*Exercise goal*
In the entries below, identify every line with the string "shoulder" and copy it.

[Stored items from a collection]
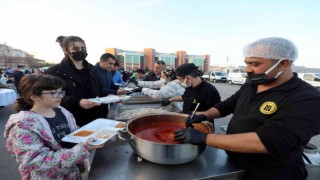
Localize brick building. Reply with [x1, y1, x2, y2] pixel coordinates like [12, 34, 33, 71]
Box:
[0, 44, 45, 68]
[105, 48, 210, 72]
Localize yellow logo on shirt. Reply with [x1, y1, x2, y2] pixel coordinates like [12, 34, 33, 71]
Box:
[260, 101, 277, 114]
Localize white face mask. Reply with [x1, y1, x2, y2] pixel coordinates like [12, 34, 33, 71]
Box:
[181, 78, 191, 88]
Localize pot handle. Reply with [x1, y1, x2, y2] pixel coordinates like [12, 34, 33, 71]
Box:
[117, 129, 130, 141]
[129, 137, 137, 151]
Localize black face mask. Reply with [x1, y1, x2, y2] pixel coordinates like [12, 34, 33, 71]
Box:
[247, 72, 278, 86]
[247, 59, 283, 86]
[69, 51, 88, 61]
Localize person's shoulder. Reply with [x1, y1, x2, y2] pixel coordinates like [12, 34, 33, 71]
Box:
[203, 80, 218, 90]
[147, 71, 156, 76]
[47, 63, 61, 74]
[296, 80, 320, 96]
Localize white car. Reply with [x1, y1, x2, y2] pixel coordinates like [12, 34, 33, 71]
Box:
[201, 71, 227, 83]
[297, 73, 320, 88]
[227, 73, 247, 85]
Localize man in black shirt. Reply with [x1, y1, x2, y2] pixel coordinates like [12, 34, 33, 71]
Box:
[174, 37, 320, 179]
[170, 63, 221, 125]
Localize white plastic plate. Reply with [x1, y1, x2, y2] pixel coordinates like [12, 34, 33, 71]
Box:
[62, 118, 125, 145]
[88, 95, 131, 104]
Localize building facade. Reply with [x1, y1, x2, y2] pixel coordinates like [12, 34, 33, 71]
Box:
[0, 44, 46, 68]
[106, 48, 210, 72]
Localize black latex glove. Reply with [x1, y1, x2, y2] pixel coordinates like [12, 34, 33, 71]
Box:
[185, 114, 207, 128]
[129, 77, 138, 86]
[174, 128, 207, 145]
[133, 87, 143, 92]
[161, 98, 171, 106]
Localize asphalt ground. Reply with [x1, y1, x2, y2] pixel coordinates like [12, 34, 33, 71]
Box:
[1, 82, 319, 179]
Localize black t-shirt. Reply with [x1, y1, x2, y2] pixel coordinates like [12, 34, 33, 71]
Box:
[44, 108, 73, 148]
[143, 71, 160, 81]
[215, 74, 320, 179]
[182, 80, 221, 113]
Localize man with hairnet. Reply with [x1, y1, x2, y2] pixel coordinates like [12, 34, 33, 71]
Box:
[174, 37, 320, 179]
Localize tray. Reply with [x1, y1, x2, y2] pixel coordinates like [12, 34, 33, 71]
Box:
[62, 118, 125, 145]
[114, 104, 178, 121]
[89, 95, 131, 104]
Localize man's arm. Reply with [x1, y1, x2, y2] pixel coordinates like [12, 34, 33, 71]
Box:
[206, 133, 268, 153]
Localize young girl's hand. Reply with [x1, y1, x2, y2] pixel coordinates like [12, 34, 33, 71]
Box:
[83, 138, 105, 152]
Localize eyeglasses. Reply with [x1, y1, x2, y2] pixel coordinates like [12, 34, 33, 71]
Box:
[41, 90, 66, 98]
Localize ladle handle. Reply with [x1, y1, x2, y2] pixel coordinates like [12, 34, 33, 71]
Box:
[190, 103, 200, 120]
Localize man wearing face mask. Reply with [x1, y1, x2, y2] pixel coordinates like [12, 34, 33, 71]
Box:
[174, 37, 320, 179]
[170, 63, 221, 125]
[47, 36, 108, 127]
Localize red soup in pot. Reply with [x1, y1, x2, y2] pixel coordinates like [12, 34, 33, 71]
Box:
[133, 121, 208, 144]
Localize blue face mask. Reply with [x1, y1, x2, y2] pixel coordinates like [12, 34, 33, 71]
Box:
[247, 59, 283, 86]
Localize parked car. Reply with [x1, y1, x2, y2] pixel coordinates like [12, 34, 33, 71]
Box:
[201, 71, 227, 83]
[227, 72, 247, 85]
[297, 73, 320, 88]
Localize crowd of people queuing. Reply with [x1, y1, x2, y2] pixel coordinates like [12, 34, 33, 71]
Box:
[2, 35, 320, 179]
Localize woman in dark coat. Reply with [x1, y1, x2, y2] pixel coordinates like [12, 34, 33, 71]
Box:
[47, 35, 108, 126]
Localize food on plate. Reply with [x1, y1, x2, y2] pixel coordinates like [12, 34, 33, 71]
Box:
[114, 122, 125, 128]
[118, 108, 170, 119]
[73, 130, 95, 137]
[96, 129, 115, 139]
[118, 95, 126, 98]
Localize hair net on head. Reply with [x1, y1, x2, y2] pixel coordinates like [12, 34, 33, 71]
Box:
[243, 37, 298, 61]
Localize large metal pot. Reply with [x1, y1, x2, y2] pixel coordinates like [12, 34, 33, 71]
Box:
[122, 113, 212, 165]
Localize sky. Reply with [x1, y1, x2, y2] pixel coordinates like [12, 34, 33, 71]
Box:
[1, 0, 320, 68]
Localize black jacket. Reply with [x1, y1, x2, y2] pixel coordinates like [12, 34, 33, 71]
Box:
[143, 71, 160, 81]
[14, 71, 24, 94]
[46, 58, 108, 126]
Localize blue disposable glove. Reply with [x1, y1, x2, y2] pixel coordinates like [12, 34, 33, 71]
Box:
[174, 128, 207, 145]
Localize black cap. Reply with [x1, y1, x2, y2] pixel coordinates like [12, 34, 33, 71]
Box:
[176, 63, 197, 77]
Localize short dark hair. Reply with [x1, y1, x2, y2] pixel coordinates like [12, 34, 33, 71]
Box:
[155, 60, 166, 66]
[176, 63, 202, 78]
[14, 75, 65, 112]
[100, 53, 116, 62]
[114, 61, 120, 67]
[135, 69, 145, 74]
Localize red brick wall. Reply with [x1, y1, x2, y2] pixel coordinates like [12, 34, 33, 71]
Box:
[204, 54, 210, 72]
[105, 48, 117, 57]
[176, 51, 186, 67]
[143, 48, 155, 72]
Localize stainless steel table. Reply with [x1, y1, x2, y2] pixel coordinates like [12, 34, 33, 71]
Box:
[88, 135, 246, 180]
[89, 103, 246, 180]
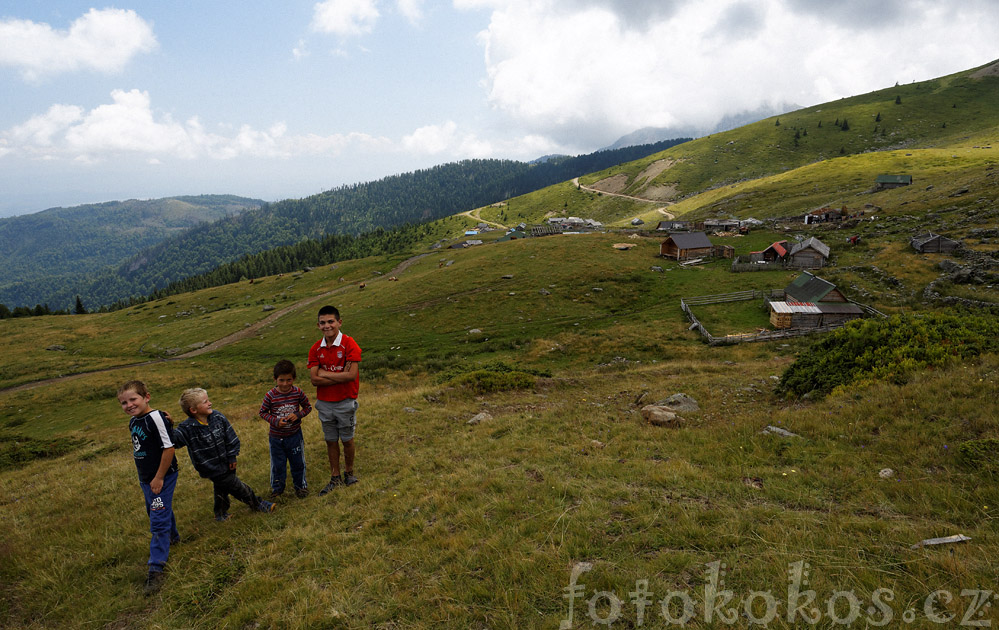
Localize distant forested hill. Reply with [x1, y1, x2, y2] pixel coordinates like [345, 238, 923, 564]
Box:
[3, 140, 687, 310]
[0, 195, 262, 309]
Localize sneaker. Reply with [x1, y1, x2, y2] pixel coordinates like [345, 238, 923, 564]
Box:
[294, 487, 309, 498]
[215, 513, 231, 522]
[269, 490, 284, 500]
[319, 475, 344, 496]
[343, 472, 358, 486]
[143, 570, 165, 596]
[257, 500, 276, 513]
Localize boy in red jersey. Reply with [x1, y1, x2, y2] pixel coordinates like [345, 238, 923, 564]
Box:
[308, 305, 361, 495]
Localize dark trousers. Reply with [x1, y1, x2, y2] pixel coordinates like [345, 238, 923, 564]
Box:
[269, 430, 307, 493]
[210, 470, 261, 516]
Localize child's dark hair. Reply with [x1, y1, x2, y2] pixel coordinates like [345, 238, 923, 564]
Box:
[274, 359, 296, 379]
[117, 379, 149, 398]
[318, 305, 340, 320]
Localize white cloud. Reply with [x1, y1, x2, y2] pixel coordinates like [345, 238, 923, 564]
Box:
[397, 0, 425, 24]
[292, 39, 310, 60]
[0, 90, 397, 164]
[0, 8, 156, 81]
[311, 0, 381, 36]
[463, 0, 999, 145]
[401, 120, 559, 159]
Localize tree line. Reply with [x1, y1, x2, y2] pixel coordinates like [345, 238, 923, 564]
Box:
[2, 140, 690, 313]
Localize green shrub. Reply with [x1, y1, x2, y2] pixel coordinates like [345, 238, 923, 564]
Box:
[448, 369, 536, 394]
[0, 434, 84, 472]
[776, 313, 999, 399]
[434, 360, 550, 385]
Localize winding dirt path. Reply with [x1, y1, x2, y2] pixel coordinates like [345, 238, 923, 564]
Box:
[459, 208, 507, 230]
[0, 253, 431, 394]
[572, 178, 675, 219]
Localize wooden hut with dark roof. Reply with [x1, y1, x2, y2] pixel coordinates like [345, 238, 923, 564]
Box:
[660, 232, 713, 261]
[910, 232, 961, 254]
[769, 271, 863, 329]
[788, 237, 830, 268]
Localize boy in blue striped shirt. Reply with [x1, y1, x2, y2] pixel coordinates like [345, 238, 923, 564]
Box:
[259, 359, 312, 499]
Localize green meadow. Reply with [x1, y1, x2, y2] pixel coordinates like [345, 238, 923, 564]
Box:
[3, 226, 998, 629]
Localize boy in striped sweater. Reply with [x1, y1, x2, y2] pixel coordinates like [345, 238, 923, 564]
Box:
[259, 359, 312, 499]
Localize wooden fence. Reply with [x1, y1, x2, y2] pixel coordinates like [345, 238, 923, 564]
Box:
[680, 290, 882, 346]
[730, 256, 827, 273]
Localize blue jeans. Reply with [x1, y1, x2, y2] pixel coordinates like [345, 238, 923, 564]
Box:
[269, 430, 306, 493]
[140, 470, 179, 571]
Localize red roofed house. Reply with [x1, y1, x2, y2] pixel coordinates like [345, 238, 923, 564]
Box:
[750, 240, 789, 263]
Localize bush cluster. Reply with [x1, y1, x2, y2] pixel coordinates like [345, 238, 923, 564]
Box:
[776, 313, 999, 399]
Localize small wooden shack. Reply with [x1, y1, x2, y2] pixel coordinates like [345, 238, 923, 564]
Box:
[701, 218, 741, 232]
[876, 174, 913, 189]
[656, 220, 692, 231]
[712, 244, 735, 259]
[804, 206, 845, 224]
[769, 300, 864, 329]
[911, 232, 961, 254]
[660, 232, 713, 261]
[769, 272, 864, 329]
[788, 237, 830, 268]
[769, 301, 822, 329]
[784, 271, 846, 303]
[750, 240, 789, 263]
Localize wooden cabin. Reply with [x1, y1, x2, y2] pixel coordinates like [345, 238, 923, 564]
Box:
[875, 174, 912, 189]
[660, 232, 713, 261]
[701, 218, 741, 232]
[768, 300, 864, 329]
[750, 240, 789, 263]
[788, 237, 830, 268]
[656, 220, 692, 231]
[911, 232, 961, 254]
[783, 271, 846, 302]
[770, 273, 864, 328]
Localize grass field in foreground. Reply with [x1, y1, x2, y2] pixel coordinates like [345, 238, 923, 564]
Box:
[2, 231, 998, 628]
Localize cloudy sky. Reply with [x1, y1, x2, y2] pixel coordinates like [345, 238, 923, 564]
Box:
[1, 0, 996, 216]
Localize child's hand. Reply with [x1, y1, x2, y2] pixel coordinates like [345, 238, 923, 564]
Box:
[151, 477, 164, 494]
[229, 460, 237, 471]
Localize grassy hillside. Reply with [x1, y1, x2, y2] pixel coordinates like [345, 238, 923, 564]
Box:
[2, 227, 998, 628]
[472, 60, 999, 229]
[621, 59, 999, 203]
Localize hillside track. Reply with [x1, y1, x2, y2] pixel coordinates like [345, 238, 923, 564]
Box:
[460, 208, 507, 230]
[0, 253, 431, 394]
[572, 178, 675, 219]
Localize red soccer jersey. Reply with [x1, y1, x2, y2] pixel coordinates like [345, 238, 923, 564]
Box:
[307, 332, 361, 402]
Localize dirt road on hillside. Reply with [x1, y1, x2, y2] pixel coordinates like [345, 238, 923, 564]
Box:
[572, 178, 675, 220]
[0, 253, 431, 394]
[460, 208, 507, 230]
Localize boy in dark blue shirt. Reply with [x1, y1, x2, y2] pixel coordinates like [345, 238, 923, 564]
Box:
[118, 379, 180, 596]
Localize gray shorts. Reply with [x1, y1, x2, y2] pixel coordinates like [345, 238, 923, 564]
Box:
[316, 398, 357, 443]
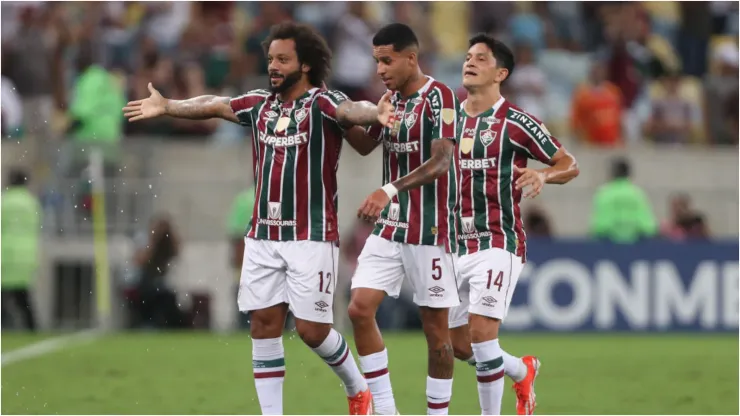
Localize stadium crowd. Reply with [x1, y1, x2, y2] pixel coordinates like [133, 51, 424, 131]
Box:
[2, 1, 738, 146]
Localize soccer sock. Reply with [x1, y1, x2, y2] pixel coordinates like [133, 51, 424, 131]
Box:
[252, 337, 285, 415]
[501, 349, 526, 382]
[359, 349, 397, 415]
[426, 376, 453, 415]
[312, 329, 368, 397]
[473, 339, 505, 415]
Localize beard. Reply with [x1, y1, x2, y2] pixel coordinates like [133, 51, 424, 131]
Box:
[269, 69, 303, 94]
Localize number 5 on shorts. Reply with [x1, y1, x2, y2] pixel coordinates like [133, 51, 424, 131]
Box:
[487, 270, 503, 291]
[318, 271, 332, 294]
[432, 258, 442, 280]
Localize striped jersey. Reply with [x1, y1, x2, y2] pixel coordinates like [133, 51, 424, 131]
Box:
[230, 87, 348, 242]
[365, 77, 460, 252]
[454, 97, 562, 259]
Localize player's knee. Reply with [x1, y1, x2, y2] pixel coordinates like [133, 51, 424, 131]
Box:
[249, 310, 285, 339]
[468, 314, 500, 343]
[294, 319, 331, 348]
[347, 292, 381, 324]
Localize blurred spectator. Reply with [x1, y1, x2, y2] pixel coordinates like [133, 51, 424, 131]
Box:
[677, 2, 711, 77]
[1, 168, 41, 331]
[131, 214, 185, 329]
[523, 206, 552, 238]
[705, 42, 739, 145]
[143, 2, 191, 53]
[508, 43, 547, 120]
[330, 2, 376, 101]
[242, 2, 290, 80]
[169, 63, 219, 137]
[660, 194, 710, 241]
[508, 2, 546, 53]
[643, 70, 703, 144]
[393, 2, 438, 74]
[227, 186, 256, 330]
[570, 60, 623, 146]
[1, 76, 24, 138]
[590, 158, 657, 244]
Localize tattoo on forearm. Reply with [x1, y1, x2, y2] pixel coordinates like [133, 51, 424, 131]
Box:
[428, 343, 455, 379]
[165, 96, 230, 120]
[394, 139, 454, 192]
[339, 101, 379, 126]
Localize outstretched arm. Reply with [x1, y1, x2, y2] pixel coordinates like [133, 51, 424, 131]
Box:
[357, 138, 455, 222]
[123, 83, 238, 123]
[334, 91, 395, 128]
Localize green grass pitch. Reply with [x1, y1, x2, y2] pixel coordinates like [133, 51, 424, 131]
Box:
[1, 332, 737, 414]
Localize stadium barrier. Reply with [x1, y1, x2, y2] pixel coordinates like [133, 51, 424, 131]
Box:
[503, 239, 739, 332]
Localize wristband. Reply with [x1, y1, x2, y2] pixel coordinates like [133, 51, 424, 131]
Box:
[381, 183, 399, 199]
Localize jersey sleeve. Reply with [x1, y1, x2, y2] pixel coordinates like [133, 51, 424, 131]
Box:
[427, 84, 460, 142]
[315, 90, 350, 129]
[364, 123, 385, 142]
[229, 89, 270, 126]
[505, 108, 562, 164]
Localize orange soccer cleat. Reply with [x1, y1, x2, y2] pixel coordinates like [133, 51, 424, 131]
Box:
[512, 356, 541, 415]
[347, 389, 374, 415]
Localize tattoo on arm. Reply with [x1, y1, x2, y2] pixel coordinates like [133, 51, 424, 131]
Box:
[165, 96, 236, 122]
[337, 101, 379, 127]
[428, 343, 455, 379]
[392, 139, 454, 192]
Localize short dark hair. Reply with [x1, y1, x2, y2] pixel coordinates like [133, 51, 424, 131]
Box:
[262, 22, 332, 87]
[8, 167, 28, 187]
[468, 33, 515, 81]
[372, 23, 419, 51]
[611, 158, 631, 179]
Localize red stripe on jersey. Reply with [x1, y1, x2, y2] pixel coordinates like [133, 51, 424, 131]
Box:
[267, 147, 285, 241]
[513, 152, 527, 259]
[321, 117, 341, 241]
[248, 113, 270, 240]
[459, 116, 479, 254]
[295, 117, 311, 240]
[405, 107, 424, 243]
[431, 81, 457, 139]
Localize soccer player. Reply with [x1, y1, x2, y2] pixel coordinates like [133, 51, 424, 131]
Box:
[448, 34, 579, 415]
[123, 22, 394, 415]
[350, 24, 461, 415]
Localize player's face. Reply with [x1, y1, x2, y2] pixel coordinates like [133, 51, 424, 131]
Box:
[462, 43, 509, 89]
[267, 39, 306, 93]
[373, 45, 415, 91]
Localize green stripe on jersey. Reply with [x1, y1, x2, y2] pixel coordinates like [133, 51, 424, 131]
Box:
[309, 104, 325, 241]
[499, 131, 516, 252]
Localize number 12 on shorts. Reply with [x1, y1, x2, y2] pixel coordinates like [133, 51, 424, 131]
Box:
[318, 271, 332, 294]
[486, 270, 503, 291]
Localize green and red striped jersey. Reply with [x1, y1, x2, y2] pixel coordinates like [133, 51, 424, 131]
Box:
[454, 97, 562, 259]
[365, 77, 460, 253]
[230, 87, 349, 242]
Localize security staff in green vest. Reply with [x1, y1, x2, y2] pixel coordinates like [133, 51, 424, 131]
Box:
[590, 158, 657, 243]
[1, 168, 41, 331]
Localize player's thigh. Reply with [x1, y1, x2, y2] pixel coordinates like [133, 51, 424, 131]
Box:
[463, 248, 523, 321]
[237, 238, 287, 312]
[350, 234, 405, 298]
[281, 240, 339, 324]
[448, 270, 470, 329]
[401, 244, 460, 309]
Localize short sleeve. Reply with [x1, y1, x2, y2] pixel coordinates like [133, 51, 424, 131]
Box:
[365, 123, 385, 142]
[315, 90, 350, 127]
[427, 84, 459, 141]
[506, 108, 562, 164]
[229, 89, 270, 126]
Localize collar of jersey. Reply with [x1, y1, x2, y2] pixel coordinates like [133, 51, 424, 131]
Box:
[392, 76, 435, 102]
[461, 95, 506, 119]
[271, 87, 320, 105]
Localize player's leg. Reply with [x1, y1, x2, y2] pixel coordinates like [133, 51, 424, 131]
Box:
[464, 248, 526, 415]
[451, 323, 530, 379]
[238, 238, 290, 415]
[348, 234, 406, 415]
[402, 246, 460, 415]
[284, 240, 372, 415]
[449, 277, 476, 366]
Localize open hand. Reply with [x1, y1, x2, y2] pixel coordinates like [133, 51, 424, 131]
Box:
[514, 165, 546, 199]
[357, 188, 391, 223]
[376, 90, 395, 129]
[123, 83, 168, 122]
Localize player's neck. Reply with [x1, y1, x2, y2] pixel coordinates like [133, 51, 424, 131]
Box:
[398, 69, 427, 98]
[277, 82, 312, 103]
[465, 85, 502, 116]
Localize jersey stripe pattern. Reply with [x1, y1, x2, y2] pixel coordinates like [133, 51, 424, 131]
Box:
[454, 97, 561, 260]
[230, 88, 347, 242]
[366, 78, 460, 253]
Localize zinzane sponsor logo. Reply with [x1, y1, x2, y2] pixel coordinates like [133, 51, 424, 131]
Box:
[258, 131, 309, 147]
[508, 111, 551, 145]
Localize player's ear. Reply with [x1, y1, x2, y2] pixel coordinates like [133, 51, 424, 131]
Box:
[301, 63, 311, 74]
[495, 67, 509, 83]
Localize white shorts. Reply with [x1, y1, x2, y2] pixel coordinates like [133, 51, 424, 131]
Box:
[237, 237, 338, 324]
[351, 234, 460, 308]
[449, 247, 524, 328]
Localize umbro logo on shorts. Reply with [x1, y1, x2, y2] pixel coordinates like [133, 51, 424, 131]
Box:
[482, 296, 497, 307]
[314, 301, 329, 312]
[428, 286, 445, 297]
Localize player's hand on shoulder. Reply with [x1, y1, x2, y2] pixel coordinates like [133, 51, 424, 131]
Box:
[514, 165, 546, 199]
[123, 82, 167, 122]
[357, 188, 391, 223]
[377, 90, 395, 129]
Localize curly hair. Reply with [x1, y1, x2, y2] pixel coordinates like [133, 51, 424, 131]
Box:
[262, 22, 332, 87]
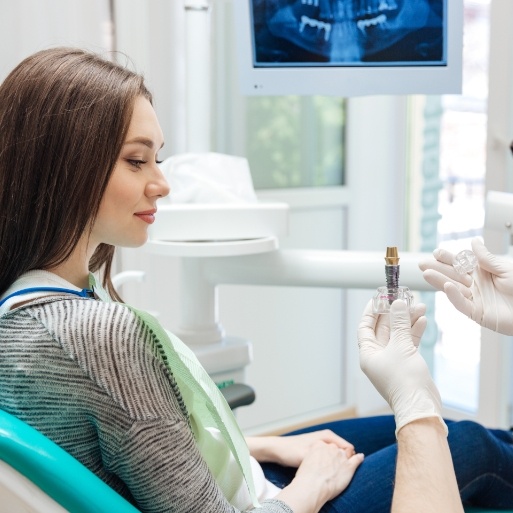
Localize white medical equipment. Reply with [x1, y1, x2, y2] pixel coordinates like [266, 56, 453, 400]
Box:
[142, 199, 433, 384]
[485, 190, 513, 255]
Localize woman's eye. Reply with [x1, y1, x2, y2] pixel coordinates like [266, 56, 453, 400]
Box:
[127, 159, 146, 169]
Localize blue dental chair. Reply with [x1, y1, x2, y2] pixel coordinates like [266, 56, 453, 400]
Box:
[0, 408, 140, 512]
[0, 407, 509, 513]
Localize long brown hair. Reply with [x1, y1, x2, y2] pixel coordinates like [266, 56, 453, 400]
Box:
[0, 47, 153, 299]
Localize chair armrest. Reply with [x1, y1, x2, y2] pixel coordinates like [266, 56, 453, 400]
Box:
[220, 383, 256, 409]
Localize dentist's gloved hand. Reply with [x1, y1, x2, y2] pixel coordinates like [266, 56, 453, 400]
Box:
[419, 237, 513, 335]
[358, 300, 447, 437]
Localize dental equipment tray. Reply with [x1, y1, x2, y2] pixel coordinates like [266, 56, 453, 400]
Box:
[149, 203, 289, 242]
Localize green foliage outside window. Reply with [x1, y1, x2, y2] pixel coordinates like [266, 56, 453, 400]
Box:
[246, 96, 346, 190]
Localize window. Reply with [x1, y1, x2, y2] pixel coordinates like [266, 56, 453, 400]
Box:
[245, 96, 345, 189]
[212, 1, 345, 190]
[412, 0, 490, 413]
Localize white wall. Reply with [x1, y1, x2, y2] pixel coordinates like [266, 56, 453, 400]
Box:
[0, 0, 111, 82]
[113, 0, 188, 158]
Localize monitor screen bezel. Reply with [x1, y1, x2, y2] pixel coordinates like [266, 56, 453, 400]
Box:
[233, 0, 463, 96]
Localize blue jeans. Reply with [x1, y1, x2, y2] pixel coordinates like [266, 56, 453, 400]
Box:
[261, 415, 513, 512]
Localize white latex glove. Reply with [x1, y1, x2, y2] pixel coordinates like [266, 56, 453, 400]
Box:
[419, 237, 513, 335]
[358, 300, 447, 437]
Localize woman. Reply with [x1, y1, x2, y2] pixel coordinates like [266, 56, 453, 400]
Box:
[0, 47, 511, 513]
[0, 46, 360, 513]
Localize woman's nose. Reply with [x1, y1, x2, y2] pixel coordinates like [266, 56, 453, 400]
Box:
[148, 168, 171, 199]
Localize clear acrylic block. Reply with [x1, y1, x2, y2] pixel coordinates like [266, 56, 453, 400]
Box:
[372, 286, 415, 314]
[453, 249, 477, 274]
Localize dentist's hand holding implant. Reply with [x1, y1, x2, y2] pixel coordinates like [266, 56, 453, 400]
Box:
[358, 300, 464, 512]
[357, 300, 447, 436]
[419, 237, 513, 336]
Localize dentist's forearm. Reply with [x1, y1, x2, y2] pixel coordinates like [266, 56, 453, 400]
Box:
[393, 418, 464, 513]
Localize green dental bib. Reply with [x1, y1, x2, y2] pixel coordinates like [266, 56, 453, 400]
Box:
[91, 276, 260, 509]
[125, 305, 259, 507]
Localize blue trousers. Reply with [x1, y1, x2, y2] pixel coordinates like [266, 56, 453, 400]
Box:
[261, 415, 513, 512]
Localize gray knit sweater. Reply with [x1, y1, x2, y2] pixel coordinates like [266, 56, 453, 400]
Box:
[0, 295, 292, 513]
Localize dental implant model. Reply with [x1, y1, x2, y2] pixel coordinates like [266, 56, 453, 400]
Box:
[372, 246, 414, 313]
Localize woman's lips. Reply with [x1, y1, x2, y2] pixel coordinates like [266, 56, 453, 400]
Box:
[134, 210, 156, 224]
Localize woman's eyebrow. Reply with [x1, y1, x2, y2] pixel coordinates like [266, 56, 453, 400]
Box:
[124, 137, 164, 150]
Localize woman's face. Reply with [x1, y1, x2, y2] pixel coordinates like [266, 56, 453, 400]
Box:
[91, 96, 170, 249]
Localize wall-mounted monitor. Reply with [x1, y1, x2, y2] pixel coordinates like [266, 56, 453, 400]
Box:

*Answer section*
Localize person's shoulder. Reply with [x1, y1, x2, y2] pixel coordinates like [12, 34, 33, 71]
Localize player's hand on shoulder. Reply with [x1, y1, x2, y2] pixel coordinates like [133, 51, 424, 131]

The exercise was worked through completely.